**CONSIGNES**.
[1] Résumez plus brièvement le paragraphe du texte qui commence par « La France a certes repris son destin en mains », sans en perdre les faits principaux.
[2] Recopiez, s'il vous plaît, le passage du texte qui s'ouvre sur les mots « À qui la faute » et se termine par « la France ? ».

**TEXTE**.

La France a certes repris son destin en mains après la Deuxième Guerre Mondiale, mais elle a, avec le général De Gaulle, par tous les moyens, empêché les pays africains d’être maître du leur, en imposant à ces pays le même régime politique, économique et financier fasciste qu’elle avait, aux côtés des africains, combattu lors de l’occupation nazie de la France. Il suffit simplement de comparer ce qu’étaient la France et ces pays africains en 1940 et ce qu’ils sont devenus aujourd’hui.

Convaincu que les africains aiment les belles paroles et ne vivent que d’émotions, Yves Le Drian a plongé dans une phraséologie mielleuse : »Brazzaville, à mes yeux, mérite une place pleine et entière parmi les lieux de mémoires qui comptent pour la France. Car, s’il y a une ville d’Afrique où s’est joué le sort de mon pays, une ville d’Afrique à laquelle nous devrons continuer à écrire notre histoire contre l’adversité, c’est bien celle-ci. » Paroles, paroles, paroles pour Brazzaville et pour les africains. Lorsqu’il s’agissait de s’adresser à Londres et aux Britanniques, le Président Macron s’est déplacé lui-même avec une médaille dans la poche !

Le ministre français visiblement très agacé par les faits historiques mis à nus ces dernières années par les historiens honnêtes et contraint d’accepter la réécriture de l’histoire commune a ajouté : « Afin d’éviter que les histoires partielles continuent à faire le lit des histoires partiales ». Tel un voleur pris la main dans le sac qui cherche des coupables à ses propres souillures et turpitudes, la France officielle insiste dans le déni, au lieu de suivre les pas de sa société civile, en reconnaissant publiquement que la France Libre a été essentiellement africaine, et demander des excuses à l’Afrique pour avoir occulté ce pan de l’histoire.

À qui la faute aujourd’hui si les africains avec leurs propres moyens cherchent à reconstituer leur histoire que la France tient à camoufler ? Au Cameroun par exemple, pourtant territoire officiellement sous le mandat des Nations unies, mais administré en réalité avec une main de fer par la France, la plupart des principaux acteurs de la libération de la France et de l’Europe du fascisme allemand ont tous été exterminés dans les maquis par l’armée coloniale française, lorsqu’ils ont revendiqué l’indépendance de leur pays. Qui a réellement intérêt à ce que cette histoire commune ne soit jamais connue ? N’est-ce pas la France ?

[Relevés de placement de points]
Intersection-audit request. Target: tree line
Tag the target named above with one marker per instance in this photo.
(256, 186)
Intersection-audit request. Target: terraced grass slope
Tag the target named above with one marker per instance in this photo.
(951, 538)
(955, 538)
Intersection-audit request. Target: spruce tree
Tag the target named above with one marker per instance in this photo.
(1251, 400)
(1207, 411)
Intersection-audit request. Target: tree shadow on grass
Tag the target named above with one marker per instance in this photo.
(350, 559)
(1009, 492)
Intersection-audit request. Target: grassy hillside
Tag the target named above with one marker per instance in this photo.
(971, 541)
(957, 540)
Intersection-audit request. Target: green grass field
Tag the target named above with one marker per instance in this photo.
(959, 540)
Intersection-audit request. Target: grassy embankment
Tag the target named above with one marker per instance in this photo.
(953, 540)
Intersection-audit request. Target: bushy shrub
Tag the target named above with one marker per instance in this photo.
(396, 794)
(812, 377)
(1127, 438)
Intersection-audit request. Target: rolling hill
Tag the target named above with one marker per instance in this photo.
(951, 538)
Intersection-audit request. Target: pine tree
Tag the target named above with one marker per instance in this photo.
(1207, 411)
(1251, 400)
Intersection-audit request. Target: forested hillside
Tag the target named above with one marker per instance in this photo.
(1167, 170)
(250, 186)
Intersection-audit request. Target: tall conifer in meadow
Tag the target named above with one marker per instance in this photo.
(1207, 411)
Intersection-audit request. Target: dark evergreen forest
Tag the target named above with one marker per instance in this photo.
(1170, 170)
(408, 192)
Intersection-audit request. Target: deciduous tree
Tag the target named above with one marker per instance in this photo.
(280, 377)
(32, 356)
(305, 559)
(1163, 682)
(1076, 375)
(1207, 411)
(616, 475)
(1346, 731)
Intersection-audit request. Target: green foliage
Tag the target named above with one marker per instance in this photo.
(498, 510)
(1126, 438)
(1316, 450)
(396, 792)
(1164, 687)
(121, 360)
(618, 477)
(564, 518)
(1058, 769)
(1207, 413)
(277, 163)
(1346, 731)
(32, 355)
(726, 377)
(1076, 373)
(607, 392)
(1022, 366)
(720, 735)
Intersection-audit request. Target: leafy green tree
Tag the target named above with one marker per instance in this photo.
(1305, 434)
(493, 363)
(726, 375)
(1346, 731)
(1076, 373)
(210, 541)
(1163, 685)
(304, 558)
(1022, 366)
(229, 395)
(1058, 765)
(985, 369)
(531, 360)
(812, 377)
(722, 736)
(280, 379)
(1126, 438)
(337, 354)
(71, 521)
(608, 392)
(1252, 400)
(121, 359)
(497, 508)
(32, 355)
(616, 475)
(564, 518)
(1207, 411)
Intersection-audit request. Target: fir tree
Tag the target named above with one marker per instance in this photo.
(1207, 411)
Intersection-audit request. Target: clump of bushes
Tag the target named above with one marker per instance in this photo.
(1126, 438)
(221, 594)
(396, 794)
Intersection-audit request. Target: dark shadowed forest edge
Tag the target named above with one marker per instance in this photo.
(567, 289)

**RÉPONSES ATTENDUES**.
[1] Après la Deuxième Guerre mondiale, la France a repris son destin en mains. Mais, avec le général De Gaulle, elle a empêché les pays africains de maîtriser le leur : elle leur a imposé le régime politique, économique et financier fasciste qu'elle avait combattu aux côtés des Africains pendant l'occupation nazie. Comparer la France et ces pays en 1940 puis aujourd'hui suffit à le montrer.

[2]
À qui la faute aujourd’hui si les africains avec leurs propres moyens cherchent à reconstituer leur histoire que la France tient à camoufler ? Au Cameroun par exemple, pourtant territoire officiellement sous le mandat des Nations unies, mais administré en réalité avec une main de fer par la France, la plupart des principaux acteurs de la libération de la France et de l’Europe du fascisme allemand ont tous été exterminés dans les maquis par l’armée coloniale française, lorsqu’ils ont revendiqué l’indépendance de leur pays. Qui a réellement intérêt à ce que cette histoire commune ne soit jamais connue ? N’est-ce pas la France ?